● WORK INSTRUCTION:
An exact copy of the lines from the top of the data through the line with "Might you point out the footprint" is what you should give, with no pictures in it.

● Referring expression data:
══════════
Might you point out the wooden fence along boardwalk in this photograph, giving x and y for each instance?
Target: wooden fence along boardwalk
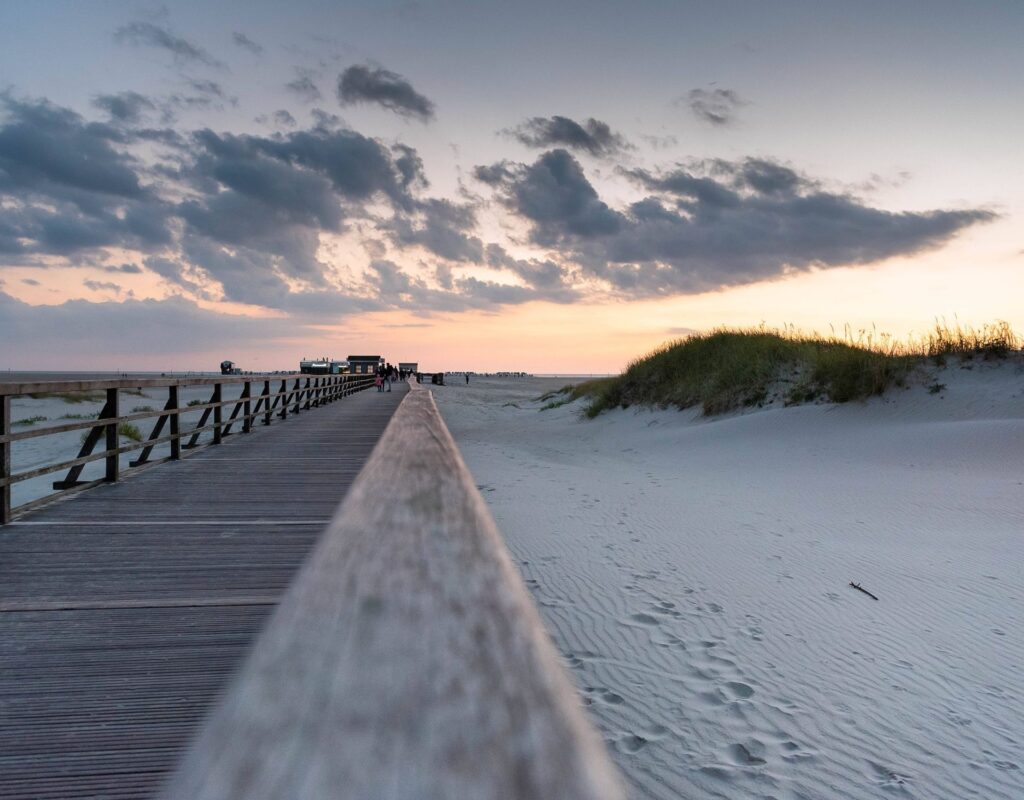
(123, 611)
(404, 660)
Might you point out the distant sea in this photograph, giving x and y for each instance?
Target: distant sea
(15, 376)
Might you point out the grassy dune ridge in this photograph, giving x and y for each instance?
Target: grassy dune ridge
(729, 369)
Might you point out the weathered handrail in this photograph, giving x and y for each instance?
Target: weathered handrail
(294, 393)
(406, 660)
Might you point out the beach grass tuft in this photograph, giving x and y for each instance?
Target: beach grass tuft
(71, 396)
(128, 430)
(730, 369)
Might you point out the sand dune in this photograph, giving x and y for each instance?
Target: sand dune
(694, 574)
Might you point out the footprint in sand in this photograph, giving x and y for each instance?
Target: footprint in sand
(738, 690)
(631, 743)
(748, 755)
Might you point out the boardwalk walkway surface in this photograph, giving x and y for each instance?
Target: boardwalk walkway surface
(124, 611)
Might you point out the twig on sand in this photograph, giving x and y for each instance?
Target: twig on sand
(860, 588)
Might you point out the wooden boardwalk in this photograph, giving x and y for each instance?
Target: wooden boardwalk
(125, 609)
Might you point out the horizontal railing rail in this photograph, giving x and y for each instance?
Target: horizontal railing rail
(406, 660)
(275, 395)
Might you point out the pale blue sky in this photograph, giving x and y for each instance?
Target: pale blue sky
(906, 107)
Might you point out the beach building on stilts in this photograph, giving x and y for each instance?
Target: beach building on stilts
(365, 365)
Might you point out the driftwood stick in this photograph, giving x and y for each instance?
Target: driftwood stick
(860, 588)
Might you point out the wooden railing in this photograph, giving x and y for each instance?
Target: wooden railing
(406, 661)
(262, 398)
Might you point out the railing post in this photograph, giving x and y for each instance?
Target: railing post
(4, 459)
(247, 408)
(174, 409)
(217, 416)
(112, 436)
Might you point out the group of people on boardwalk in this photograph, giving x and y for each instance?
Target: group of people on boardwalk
(388, 374)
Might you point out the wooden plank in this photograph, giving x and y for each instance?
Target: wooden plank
(118, 630)
(5, 511)
(407, 659)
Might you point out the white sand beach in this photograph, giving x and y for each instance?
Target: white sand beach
(694, 573)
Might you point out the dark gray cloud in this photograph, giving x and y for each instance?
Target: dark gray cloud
(360, 83)
(68, 185)
(592, 135)
(151, 35)
(304, 86)
(442, 227)
(127, 107)
(555, 196)
(246, 43)
(716, 107)
(739, 222)
(262, 202)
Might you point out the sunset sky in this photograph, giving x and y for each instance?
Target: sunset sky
(553, 186)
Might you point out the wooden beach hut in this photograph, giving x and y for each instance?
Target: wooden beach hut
(365, 365)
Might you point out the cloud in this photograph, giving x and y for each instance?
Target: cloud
(67, 185)
(124, 268)
(156, 327)
(151, 35)
(246, 43)
(372, 84)
(304, 87)
(716, 107)
(284, 119)
(555, 196)
(441, 227)
(206, 95)
(126, 107)
(98, 286)
(734, 223)
(592, 136)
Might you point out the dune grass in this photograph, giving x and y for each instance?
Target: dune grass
(71, 396)
(730, 369)
(128, 430)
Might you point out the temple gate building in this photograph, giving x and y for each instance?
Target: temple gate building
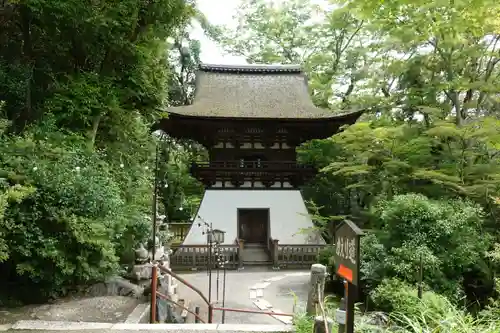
(251, 118)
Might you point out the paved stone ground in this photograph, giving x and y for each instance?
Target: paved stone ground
(285, 291)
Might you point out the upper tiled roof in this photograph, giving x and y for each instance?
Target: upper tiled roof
(254, 91)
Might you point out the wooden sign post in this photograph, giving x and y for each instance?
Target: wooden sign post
(347, 257)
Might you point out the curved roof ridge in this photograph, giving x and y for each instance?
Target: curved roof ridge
(251, 68)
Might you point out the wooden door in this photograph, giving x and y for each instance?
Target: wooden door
(253, 225)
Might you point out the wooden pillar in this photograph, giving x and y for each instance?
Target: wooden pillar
(318, 277)
(274, 253)
(240, 253)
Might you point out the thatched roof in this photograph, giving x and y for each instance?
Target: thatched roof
(254, 91)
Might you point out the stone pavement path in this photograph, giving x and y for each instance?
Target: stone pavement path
(280, 291)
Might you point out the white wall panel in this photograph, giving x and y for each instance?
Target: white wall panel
(288, 215)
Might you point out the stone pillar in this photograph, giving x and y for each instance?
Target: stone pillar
(318, 277)
(274, 253)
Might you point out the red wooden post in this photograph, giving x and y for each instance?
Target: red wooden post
(154, 280)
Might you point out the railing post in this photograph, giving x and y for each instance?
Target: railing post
(318, 277)
(274, 253)
(154, 280)
(197, 311)
(240, 252)
(210, 313)
(321, 327)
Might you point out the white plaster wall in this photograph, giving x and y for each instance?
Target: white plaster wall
(288, 215)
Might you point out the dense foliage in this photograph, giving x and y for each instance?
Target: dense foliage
(81, 83)
(421, 169)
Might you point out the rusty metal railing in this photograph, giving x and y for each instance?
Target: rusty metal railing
(211, 307)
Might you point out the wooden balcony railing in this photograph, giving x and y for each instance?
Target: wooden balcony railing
(188, 257)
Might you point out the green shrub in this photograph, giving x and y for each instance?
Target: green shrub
(70, 229)
(445, 236)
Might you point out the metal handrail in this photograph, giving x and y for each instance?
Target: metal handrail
(211, 307)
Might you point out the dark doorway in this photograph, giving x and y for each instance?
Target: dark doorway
(253, 225)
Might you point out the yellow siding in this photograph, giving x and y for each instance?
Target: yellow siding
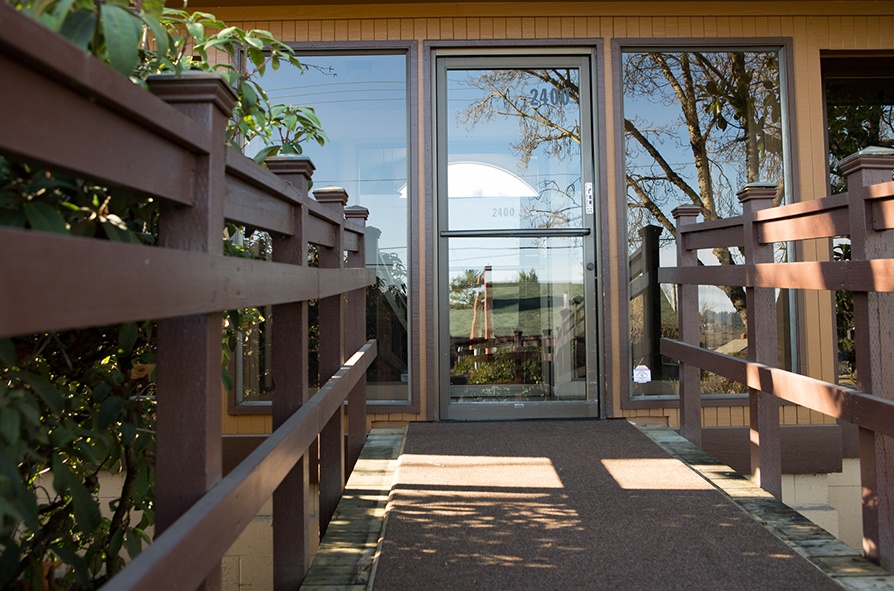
(813, 26)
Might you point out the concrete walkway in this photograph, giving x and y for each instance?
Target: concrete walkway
(356, 556)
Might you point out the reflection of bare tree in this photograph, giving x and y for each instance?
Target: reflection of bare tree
(554, 207)
(727, 103)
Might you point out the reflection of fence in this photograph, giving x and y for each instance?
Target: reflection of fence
(866, 214)
(560, 353)
(643, 274)
(71, 113)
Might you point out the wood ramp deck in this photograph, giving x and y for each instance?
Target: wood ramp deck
(567, 505)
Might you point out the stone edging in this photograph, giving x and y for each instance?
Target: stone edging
(840, 562)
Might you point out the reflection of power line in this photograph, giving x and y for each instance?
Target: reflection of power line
(382, 100)
(331, 84)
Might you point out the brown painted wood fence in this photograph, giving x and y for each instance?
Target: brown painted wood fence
(65, 111)
(865, 214)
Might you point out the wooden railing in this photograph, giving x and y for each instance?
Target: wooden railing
(865, 214)
(65, 111)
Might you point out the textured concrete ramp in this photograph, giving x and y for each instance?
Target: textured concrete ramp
(568, 505)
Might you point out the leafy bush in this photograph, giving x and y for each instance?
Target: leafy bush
(78, 403)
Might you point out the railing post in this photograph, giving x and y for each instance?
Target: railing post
(292, 532)
(189, 352)
(355, 339)
(688, 321)
(332, 458)
(873, 345)
(766, 447)
(651, 248)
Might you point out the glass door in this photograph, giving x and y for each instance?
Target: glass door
(516, 211)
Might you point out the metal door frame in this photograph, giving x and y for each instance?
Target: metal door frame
(458, 59)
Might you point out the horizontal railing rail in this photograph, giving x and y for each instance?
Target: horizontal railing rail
══════════
● SOLUTION:
Might you point out the wooden fence along boardwalk in this photograph, giving x and y for each instance?
Target: wooden fence along boardwalk
(123, 611)
(404, 660)
Might you point out the distant sea in this photograph, giving x and y for each instance?
Target: distant sea
(15, 376)
Might you point out the grassy dune ridge in this photograph, giving x and y for each instance?
Target: grassy dune ridge
(729, 369)
Might you point out the weathered handrail in this photograph, giving x and y for each instance?
Target: weathered handrail
(294, 393)
(406, 660)
Might you point out the beach grass tuft in this photograph, giving x and y for each instance?
Target: beach grass tuft
(71, 396)
(128, 430)
(730, 369)
Might you point out the sand dune in this photograph, giving x and y for each instance?
Target: sand dune
(694, 574)
Might you point out the footprint in sand in this photograph, giving x and y for each instance?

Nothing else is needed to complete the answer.